Problem to work on. In the children's book list post below, how many books does the Recommended Books: Middle Years list include?

Source excerpt.
>>>

Do you find it hard to choose children’s books to share in the classroom? Perhaps you find the choosing part easy, but just don’t have the time?
Because we are passionate about nurturing a love of reading in the classroom, we have teamed up with award-winning teacher librarian Megan Daley to create the ultimate Recommended Books: Middle Years book list. It includes 20 must-read books for you to share and explore with your students!
Listen to Megan Daley talk about why schools need teacher librarians on our podcast.
The children’s books on this list have been chosen to showcase exceptional writing, illustrating and diversity in all forms. We hope that this invaluable teaching resource will introduce you to authors and illustrators that you otherwise would not have found.
How to Use the Children’s Book List
So, you’re probably wondering how to get the most out of this teaching resource? This blog outlines a number of helpful ideas to get you started…
Here are a few ways that you can use these insanely useful booklists:
- Use as a reference for planning daily modelled reading in the classroom.
- Select from book titles and make links to your teaching programme.

<<<

(Detection data)
>>>

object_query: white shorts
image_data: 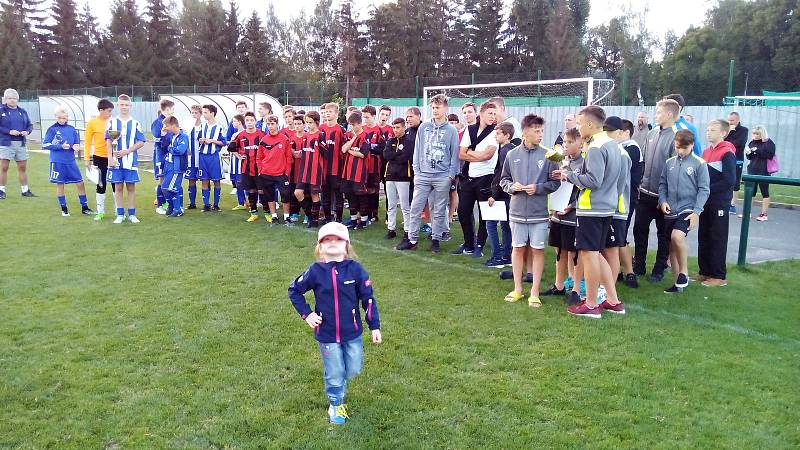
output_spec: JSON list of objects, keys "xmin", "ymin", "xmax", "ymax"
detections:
[{"xmin": 510, "ymin": 222, "xmax": 549, "ymax": 249}]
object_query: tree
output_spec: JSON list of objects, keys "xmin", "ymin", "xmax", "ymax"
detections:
[
  {"xmin": 0, "ymin": 4, "xmax": 39, "ymax": 89},
  {"xmin": 142, "ymin": 0, "xmax": 178, "ymax": 85}
]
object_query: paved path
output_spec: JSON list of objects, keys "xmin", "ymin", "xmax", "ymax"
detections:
[{"xmin": 628, "ymin": 202, "xmax": 800, "ymax": 264}]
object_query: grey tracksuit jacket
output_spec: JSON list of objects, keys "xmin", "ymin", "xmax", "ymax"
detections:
[
  {"xmin": 658, "ymin": 153, "xmax": 711, "ymax": 219},
  {"xmin": 500, "ymin": 144, "xmax": 561, "ymax": 223}
]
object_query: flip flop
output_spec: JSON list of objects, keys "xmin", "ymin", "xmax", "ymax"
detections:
[{"xmin": 503, "ymin": 291, "xmax": 525, "ymax": 303}]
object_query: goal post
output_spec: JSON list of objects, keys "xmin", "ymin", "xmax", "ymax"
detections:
[{"xmin": 423, "ymin": 78, "xmax": 614, "ymax": 111}]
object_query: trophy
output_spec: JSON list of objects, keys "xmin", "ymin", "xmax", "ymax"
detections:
[{"xmin": 108, "ymin": 130, "xmax": 120, "ymax": 167}]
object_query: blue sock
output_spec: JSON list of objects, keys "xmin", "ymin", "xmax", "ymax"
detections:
[
  {"xmin": 236, "ymin": 186, "xmax": 245, "ymax": 205},
  {"xmin": 156, "ymin": 186, "xmax": 167, "ymax": 206},
  {"xmin": 189, "ymin": 185, "xmax": 197, "ymax": 205}
]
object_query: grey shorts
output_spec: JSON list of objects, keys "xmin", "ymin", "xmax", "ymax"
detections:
[
  {"xmin": 0, "ymin": 141, "xmax": 28, "ymax": 161},
  {"xmin": 511, "ymin": 222, "xmax": 548, "ymax": 249}
]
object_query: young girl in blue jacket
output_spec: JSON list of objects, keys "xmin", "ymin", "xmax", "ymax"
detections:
[{"xmin": 289, "ymin": 222, "xmax": 382, "ymax": 424}]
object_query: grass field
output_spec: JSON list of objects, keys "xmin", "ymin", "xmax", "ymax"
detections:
[{"xmin": 0, "ymin": 154, "xmax": 800, "ymax": 449}]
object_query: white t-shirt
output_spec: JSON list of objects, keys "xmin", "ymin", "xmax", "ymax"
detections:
[{"xmin": 461, "ymin": 127, "xmax": 497, "ymax": 178}]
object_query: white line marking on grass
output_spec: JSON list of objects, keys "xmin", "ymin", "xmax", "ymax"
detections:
[{"xmin": 296, "ymin": 228, "xmax": 800, "ymax": 347}]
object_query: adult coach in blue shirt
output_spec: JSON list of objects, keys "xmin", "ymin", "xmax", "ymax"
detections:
[
  {"xmin": 0, "ymin": 89, "xmax": 36, "ymax": 200},
  {"xmin": 664, "ymin": 94, "xmax": 703, "ymax": 156}
]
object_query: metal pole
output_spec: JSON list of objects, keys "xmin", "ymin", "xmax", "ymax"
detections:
[
  {"xmin": 736, "ymin": 181, "xmax": 755, "ymax": 267},
  {"xmin": 728, "ymin": 59, "xmax": 736, "ymax": 97}
]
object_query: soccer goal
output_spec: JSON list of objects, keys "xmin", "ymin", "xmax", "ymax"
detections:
[{"xmin": 423, "ymin": 78, "xmax": 614, "ymax": 111}]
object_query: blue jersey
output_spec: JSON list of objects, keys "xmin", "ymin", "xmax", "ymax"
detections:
[
  {"xmin": 42, "ymin": 122, "xmax": 81, "ymax": 163},
  {"xmin": 164, "ymin": 130, "xmax": 191, "ymax": 172},
  {"xmin": 200, "ymin": 123, "xmax": 228, "ymax": 155},
  {"xmin": 106, "ymin": 117, "xmax": 145, "ymax": 169},
  {"xmin": 188, "ymin": 123, "xmax": 203, "ymax": 169}
]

<<<

Response to this exercise. It includes 20 must-read books.